ClawRouter
Save 78% on LLM costs. Automatically.
ClawRouter is a smart LLM router for OpenClaw that routes every request to the cheapest model that can handle it. One wallet, 33+ models, zero API keys.
Overview
ClawRouter analyzes your prompt and automatically picks the right model tier:
- Simple questions → Cheap models (DeepSeek, Gemini Flash)
- Medium complexity → Balanced models (GPT-4o-mini, Claude Haiku)
- Complex reasoning → Premium models (Claude Opus, GPT-5.5)
- Code generation → Specialized models (Claude Sonnet, DeepSeek Coder)
Result: 78% average cost savings with no quality loss.
Quick Start
Installation (2 minutes)
# 1. Install ClawRouter
curl -fsSL https://raw.githubusercontent.com/BlockRunAI/ClawRouter/main/scripts/reinstall.sh | bash
# 2. Fund wallet with USDC on Base ($5 is enough for thousands of requests)
# 3. Restart OpenClaw
openclaw gateway restart
Enable Smart Routing
In any OpenClaw conversation:
/model blockrun/auto
ClawRouter will now automatically route all requests to the optimal model.
How It Works
ClawRouter does not pick "the cheapest model that can handle the prompt" — that framing was tested in v0.12.47 and reverted within 24 hours when fast/cheap models started giving shallow answers on hard tasks. The real architecture is tier-first, model-second, with a multi-objective scoring system optimized across quality, cost, and latency simultaneously.
For the full technical deep-dive, see Inside ClawRouter's Decision Layer. The summary:
The Decision Pipeline (<1ms, fully local)
1. Lexical scoring → 14 weighted dimensions, score ∈ [-1, 1] each
2. Tier mapping → SIMPLE / MEDIUM / COMPLEX / REASONING
3. Confidence calibration → sigmoid; below 0.7 → AMBIGUOUS → defaults to MEDIUM
4. Profile resolution → auto / eco / premium → primary + ordered fallback
5. Capability filtering → context window, tool calling, vision
No external API calls. No LLM inference in the classification step. Pure keyword matching and arithmetic.

▸ LIST OF TASKS:
[A] On the ClawRouter page, what tier does a request default to when its calibrated confidence is below 0.7?
[B] Continue the ClawRouter page with a few more paragraphs, starting right after its final sentence.
The data after this point is separate material, unrelated to the ClawRouter page.

▸ RECORDS SUPPLIED:
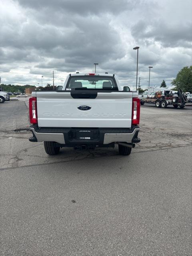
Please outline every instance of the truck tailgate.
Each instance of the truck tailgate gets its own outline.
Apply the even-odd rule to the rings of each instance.
[[[36,96],[40,127],[131,127],[132,92],[99,92],[87,99],[73,98],[70,92],[43,91]],[[82,106],[90,109],[78,108]]]

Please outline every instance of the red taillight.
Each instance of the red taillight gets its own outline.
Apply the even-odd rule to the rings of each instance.
[[[140,119],[140,99],[138,98],[133,98],[132,106],[132,124],[139,124]]]
[[[37,98],[29,99],[29,120],[31,124],[37,124]]]

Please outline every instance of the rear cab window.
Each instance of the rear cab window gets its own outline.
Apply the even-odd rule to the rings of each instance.
[[[70,76],[66,85],[66,90],[118,90],[113,77],[98,76]]]

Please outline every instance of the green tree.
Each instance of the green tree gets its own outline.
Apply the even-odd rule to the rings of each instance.
[[[160,87],[166,87],[166,83],[164,80],[163,80],[163,82],[161,83]]]
[[[177,90],[192,92],[192,66],[183,68],[171,82]]]

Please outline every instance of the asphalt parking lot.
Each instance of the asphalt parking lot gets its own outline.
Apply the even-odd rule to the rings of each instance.
[[[130,156],[48,156],[28,102],[0,104],[0,255],[191,255],[192,108],[141,106]]]

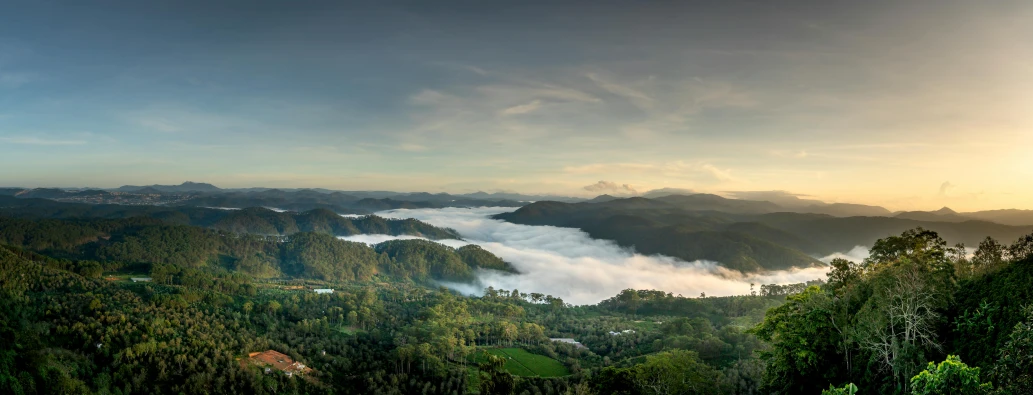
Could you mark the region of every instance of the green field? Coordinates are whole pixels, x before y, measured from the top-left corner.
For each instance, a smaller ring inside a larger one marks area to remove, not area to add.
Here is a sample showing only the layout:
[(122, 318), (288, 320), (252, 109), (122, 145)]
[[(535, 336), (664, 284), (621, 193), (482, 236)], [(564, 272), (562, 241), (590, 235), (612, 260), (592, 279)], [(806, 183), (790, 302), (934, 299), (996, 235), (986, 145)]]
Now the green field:
[[(523, 348), (489, 348), (491, 355), (506, 359), (506, 371), (519, 376), (559, 377), (569, 375), (570, 370), (545, 356), (531, 354)], [(479, 358), (478, 358), (479, 360)], [(479, 361), (478, 361), (479, 362)]]

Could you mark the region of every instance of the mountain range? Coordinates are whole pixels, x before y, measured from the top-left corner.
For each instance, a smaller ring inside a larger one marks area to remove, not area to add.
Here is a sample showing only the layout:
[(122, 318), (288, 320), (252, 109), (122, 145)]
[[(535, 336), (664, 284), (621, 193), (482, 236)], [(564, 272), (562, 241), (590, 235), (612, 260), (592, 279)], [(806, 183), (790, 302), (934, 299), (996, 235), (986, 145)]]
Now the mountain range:
[(872, 246), (880, 238), (914, 227), (935, 231), (951, 244), (968, 246), (977, 245), (985, 237), (1008, 244), (1033, 231), (1033, 225), (1028, 224), (1033, 221), (1022, 225), (998, 223), (969, 216), (987, 212), (958, 214), (949, 209), (836, 216), (792, 212), (766, 201), (703, 193), (609, 198), (576, 204), (536, 202), (495, 218), (529, 225), (577, 227), (594, 238), (613, 240), (641, 253), (689, 262), (713, 261), (743, 272), (820, 266), (818, 257), (855, 246)]

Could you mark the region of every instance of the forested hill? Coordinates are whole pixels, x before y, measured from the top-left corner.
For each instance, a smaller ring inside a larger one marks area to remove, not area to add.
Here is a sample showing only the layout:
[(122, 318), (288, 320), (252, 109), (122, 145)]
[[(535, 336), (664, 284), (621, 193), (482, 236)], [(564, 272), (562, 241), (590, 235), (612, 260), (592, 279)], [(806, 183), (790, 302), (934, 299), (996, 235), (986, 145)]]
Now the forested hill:
[(969, 246), (988, 236), (1012, 241), (1033, 230), (980, 220), (933, 222), (773, 210), (777, 206), (768, 202), (700, 194), (576, 204), (537, 202), (495, 218), (577, 227), (643, 253), (715, 261), (745, 272), (820, 265), (813, 256), (872, 246), (879, 238), (914, 227), (936, 231), (950, 244)]
[(453, 230), (437, 227), (415, 219), (385, 219), (374, 215), (342, 217), (325, 209), (299, 213), (276, 212), (260, 207), (220, 210), (200, 207), (89, 205), (0, 195), (0, 215), (18, 218), (148, 217), (169, 224), (267, 236), (315, 232), (334, 236), (379, 234), (412, 235), (428, 239), (460, 238)]
[[(195, 281), (198, 277), (211, 279), (219, 277), (217, 273), (328, 281), (369, 281), (374, 275), (384, 273), (416, 281), (470, 282), (475, 279), (477, 269), (514, 272), (508, 264), (477, 247), (457, 250), (417, 239), (392, 241), (382, 244), (387, 247), (374, 248), (325, 233), (262, 237), (173, 225), (142, 217), (37, 220), (0, 217), (0, 244), (72, 262), (135, 267), (167, 283)], [(388, 247), (390, 250), (385, 251)]]

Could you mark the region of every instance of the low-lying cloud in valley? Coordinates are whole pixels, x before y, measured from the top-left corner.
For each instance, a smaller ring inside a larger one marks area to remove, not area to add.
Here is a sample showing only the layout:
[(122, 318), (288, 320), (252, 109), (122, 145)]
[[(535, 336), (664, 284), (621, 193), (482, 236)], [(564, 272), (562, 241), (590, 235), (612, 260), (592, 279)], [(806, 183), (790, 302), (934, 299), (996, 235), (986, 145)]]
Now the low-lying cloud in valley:
[[(477, 244), (512, 264), (521, 274), (494, 271), (479, 274), (481, 285), (542, 293), (573, 304), (593, 304), (625, 288), (660, 290), (695, 297), (745, 295), (750, 283), (795, 283), (824, 278), (825, 268), (743, 275), (713, 262), (684, 262), (670, 256), (643, 255), (617, 244), (590, 238), (569, 227), (531, 226), (491, 219), (513, 208), (445, 208), (390, 210), (376, 213), (387, 218), (416, 218), (455, 229), (465, 240), (440, 240), (460, 247)], [(398, 239), (363, 235), (342, 239), (377, 243)], [(412, 238), (411, 236), (401, 238)], [(457, 291), (480, 294), (482, 287), (448, 284)]]

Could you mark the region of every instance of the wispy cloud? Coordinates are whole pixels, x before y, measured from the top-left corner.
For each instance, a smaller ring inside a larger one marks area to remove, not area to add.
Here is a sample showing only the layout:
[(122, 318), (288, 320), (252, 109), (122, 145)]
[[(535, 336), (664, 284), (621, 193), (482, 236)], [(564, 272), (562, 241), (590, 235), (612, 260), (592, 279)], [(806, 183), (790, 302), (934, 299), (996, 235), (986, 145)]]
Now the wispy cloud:
[(520, 115), (528, 114), (538, 110), (541, 107), (541, 100), (531, 100), (531, 102), (526, 102), (523, 104), (516, 104), (505, 110), (502, 110), (502, 115)]
[(45, 139), (36, 136), (0, 138), (0, 142), (10, 143), (10, 144), (25, 144), (32, 146), (81, 146), (86, 144), (86, 141), (83, 140), (60, 140), (60, 139)]
[(5, 71), (0, 69), (0, 88), (18, 88), (35, 82), (39, 75), (34, 72)]
[(693, 179), (698, 182), (739, 182), (739, 177), (732, 175), (731, 169), (721, 169), (709, 162), (686, 162), (676, 160), (669, 162), (617, 162), (590, 163), (563, 168), (563, 173), (570, 175), (641, 175), (667, 178)]
[(602, 88), (609, 93), (613, 93), (618, 96), (623, 96), (627, 99), (631, 99), (640, 107), (647, 107), (647, 108), (652, 107), (654, 99), (645, 92), (641, 92), (627, 85), (615, 83), (594, 72), (589, 72), (585, 74), (585, 77), (588, 77), (588, 79), (592, 80), (592, 82), (595, 83), (595, 85), (599, 86), (599, 88)]
[(613, 181), (599, 181), (592, 185), (586, 185), (583, 189), (589, 192), (613, 192), (617, 194), (638, 194), (633, 186), (628, 184), (618, 184)]

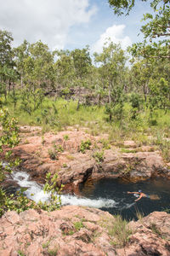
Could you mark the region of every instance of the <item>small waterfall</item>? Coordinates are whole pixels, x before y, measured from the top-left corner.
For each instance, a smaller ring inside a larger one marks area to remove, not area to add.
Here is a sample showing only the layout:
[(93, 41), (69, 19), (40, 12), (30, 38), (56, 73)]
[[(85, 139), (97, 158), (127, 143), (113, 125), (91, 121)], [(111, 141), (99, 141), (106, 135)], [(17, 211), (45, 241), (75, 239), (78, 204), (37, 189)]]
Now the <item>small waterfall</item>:
[[(30, 180), (30, 176), (25, 172), (14, 171), (11, 174), (13, 180), (22, 188), (27, 188), (26, 195), (36, 201), (37, 203), (41, 201), (42, 202), (48, 200), (50, 195), (44, 193), (43, 187), (35, 181)], [(61, 195), (62, 205), (74, 205), (74, 206), (84, 206), (95, 208), (110, 208), (116, 207), (117, 203), (114, 200), (106, 198), (99, 199), (88, 199), (85, 197), (77, 197), (71, 195)]]

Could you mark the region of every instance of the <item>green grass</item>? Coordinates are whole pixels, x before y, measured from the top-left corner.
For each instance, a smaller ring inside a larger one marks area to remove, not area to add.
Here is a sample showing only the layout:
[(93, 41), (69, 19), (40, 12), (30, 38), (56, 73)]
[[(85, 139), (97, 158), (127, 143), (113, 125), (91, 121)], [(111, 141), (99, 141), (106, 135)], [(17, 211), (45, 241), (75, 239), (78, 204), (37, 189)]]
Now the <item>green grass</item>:
[[(127, 139), (134, 140), (139, 146), (150, 145), (154, 143), (154, 138), (157, 137), (157, 134), (162, 137), (170, 137), (170, 112), (165, 114), (163, 110), (156, 110), (152, 113), (152, 122), (150, 122), (150, 112), (144, 108), (138, 118), (133, 120), (130, 118), (130, 104), (126, 102), (122, 119), (119, 121), (114, 119), (110, 123), (106, 121), (107, 115), (104, 106), (80, 106), (79, 110), (76, 111), (76, 101), (67, 102), (62, 98), (57, 98), (55, 101), (53, 97), (45, 97), (42, 106), (30, 115), (23, 110), (20, 95), (19, 91), (17, 93), (18, 102), (15, 109), (9, 96), (7, 102), (3, 99), (3, 105), (9, 109), (12, 116), (18, 118), (20, 125), (40, 125), (42, 127), (42, 133), (52, 130), (65, 131), (67, 126), (76, 125), (76, 127), (87, 128), (87, 131), (94, 136), (109, 134), (107, 145)], [(153, 137), (153, 139), (149, 139), (149, 135)], [(64, 139), (69, 139), (66, 134)], [(107, 145), (105, 144), (105, 149)], [(168, 148), (166, 150), (164, 155), (168, 159)]]

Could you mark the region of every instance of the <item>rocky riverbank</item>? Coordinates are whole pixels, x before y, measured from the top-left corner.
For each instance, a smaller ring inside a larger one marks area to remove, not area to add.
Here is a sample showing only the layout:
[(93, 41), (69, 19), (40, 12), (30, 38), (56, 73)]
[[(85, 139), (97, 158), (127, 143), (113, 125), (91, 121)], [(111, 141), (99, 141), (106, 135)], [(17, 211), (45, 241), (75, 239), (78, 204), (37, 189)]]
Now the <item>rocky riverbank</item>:
[(21, 168), (42, 183), (47, 172), (58, 172), (65, 190), (78, 193), (78, 184), (89, 177), (134, 182), (156, 176), (170, 178), (170, 163), (164, 162), (154, 145), (139, 146), (133, 141), (109, 143), (107, 135), (94, 137), (73, 127), (42, 135), (40, 127), (24, 126), (20, 134), (21, 142), (13, 152), (22, 160)]
[(170, 255), (170, 214), (154, 212), (126, 226), (116, 221), (73, 206), (7, 212), (0, 218), (0, 255)]

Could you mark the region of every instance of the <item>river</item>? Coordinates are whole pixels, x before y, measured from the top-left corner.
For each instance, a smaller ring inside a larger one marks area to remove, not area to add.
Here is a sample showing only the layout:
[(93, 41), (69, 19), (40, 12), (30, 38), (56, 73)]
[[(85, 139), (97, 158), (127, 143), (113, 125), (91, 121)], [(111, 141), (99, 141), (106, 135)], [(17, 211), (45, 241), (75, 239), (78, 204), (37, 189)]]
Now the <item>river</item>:
[[(13, 172), (8, 179), (17, 182), (20, 187), (27, 188), (26, 196), (36, 202), (45, 201), (49, 194), (44, 194), (41, 184), (30, 179), (25, 172)], [(156, 195), (159, 200), (142, 198), (134, 202), (136, 197), (128, 191), (141, 189), (148, 195)], [(99, 208), (111, 214), (121, 214), (126, 219), (136, 219), (137, 212), (144, 216), (154, 211), (170, 209), (170, 181), (165, 178), (153, 178), (136, 183), (125, 183), (121, 179), (103, 178), (88, 180), (80, 186), (81, 196), (61, 195), (62, 205), (76, 205)]]

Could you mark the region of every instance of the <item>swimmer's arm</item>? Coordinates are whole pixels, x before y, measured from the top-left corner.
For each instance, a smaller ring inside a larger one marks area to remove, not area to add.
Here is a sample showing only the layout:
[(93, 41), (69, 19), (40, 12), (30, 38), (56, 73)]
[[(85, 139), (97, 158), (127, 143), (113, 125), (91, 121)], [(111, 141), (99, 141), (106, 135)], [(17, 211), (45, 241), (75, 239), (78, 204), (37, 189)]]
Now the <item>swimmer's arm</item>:
[(140, 200), (142, 197), (143, 197), (143, 195), (140, 195), (140, 196), (138, 199), (136, 199), (134, 201), (137, 201)]

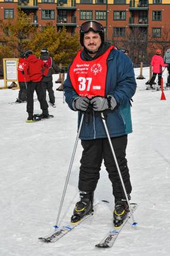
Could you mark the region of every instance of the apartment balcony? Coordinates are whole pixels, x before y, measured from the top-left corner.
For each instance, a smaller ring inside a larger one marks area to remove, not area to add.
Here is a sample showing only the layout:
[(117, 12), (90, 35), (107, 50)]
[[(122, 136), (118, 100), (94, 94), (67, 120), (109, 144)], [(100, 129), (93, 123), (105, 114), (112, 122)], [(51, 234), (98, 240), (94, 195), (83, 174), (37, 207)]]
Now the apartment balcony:
[(57, 17), (57, 27), (77, 27), (76, 17), (70, 17), (64, 18), (61, 16)]
[(18, 5), (21, 9), (38, 9), (38, 0), (19, 0)]
[(57, 8), (58, 9), (76, 9), (76, 0), (57, 0)]
[(38, 16), (37, 15), (34, 16), (33, 21), (31, 21), (31, 24), (32, 24), (32, 25), (34, 25), (35, 26), (38, 25)]
[(129, 18), (129, 27), (148, 27), (148, 18), (140, 18), (139, 19), (135, 19), (133, 17)]
[(130, 1), (129, 10), (140, 11), (148, 10), (149, 8), (148, 1)]

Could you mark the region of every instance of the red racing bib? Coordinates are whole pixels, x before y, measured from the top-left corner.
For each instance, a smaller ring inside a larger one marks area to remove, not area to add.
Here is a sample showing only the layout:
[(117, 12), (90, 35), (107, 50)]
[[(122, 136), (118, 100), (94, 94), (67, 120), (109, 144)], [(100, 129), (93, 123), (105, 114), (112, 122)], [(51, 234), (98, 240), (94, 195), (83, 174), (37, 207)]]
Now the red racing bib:
[(105, 95), (107, 66), (106, 60), (114, 46), (93, 60), (83, 60), (79, 52), (69, 70), (72, 85), (79, 96), (91, 98)]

▸ ANSWERS BY ITEM:
[A] It is marked AMBIGUOUS and defaults to MEDIUM.

[B]
14-Dimension Scoring
The classifier reads the prompt and scores it across 14 weighted dimensions. Weights sum to 1.0:
| Dimension | Weight | Detects |
|---|---|---|
| reasoningMarkers | 0.18 | "prove", "theorem", "step by step" |
| codePresence | 0.15 | "function", "class", "import", backticks |
| multiStepPatterns | 0.12 | "first…then", numbered lists, "step N" |
| technicalTerms | 0.10 | "algorithm", "kubernetes", "distributed" |
| tokenCount | 0.08 | <50 tokens vs >500 tokens |
| creativeMarkers | 0.05 | "story", "poem", "brainstorm" |
| questionComplexity | 0.05 | >3 question marks |
| agenticTask | 0.04 | "edit", "deploy", "fix", "debug" |
| constraintCount | 0.04 | "at most", "within", "O()" |
| imperativeVerbs | 0.03 | "build", "create", "implement" |
| outputFormat | 0.03 | "json", "yaml", "table", "csv" |
| simpleIndicators | 0.02 | "what is", "hello", "define" |
| referenceComplexity | 0.02 | "the code above", "the API docs" |
| domainSpecificity | 0.02 | "quantum", "FPGA", "genomics" |
Multilingual: Every keyword list ships in 9 languages (EN, ZH, JA, RU, DE, ES, PT, KO, AR). "证明这个定理" triggers the same reasoning classification as "prove this theorem."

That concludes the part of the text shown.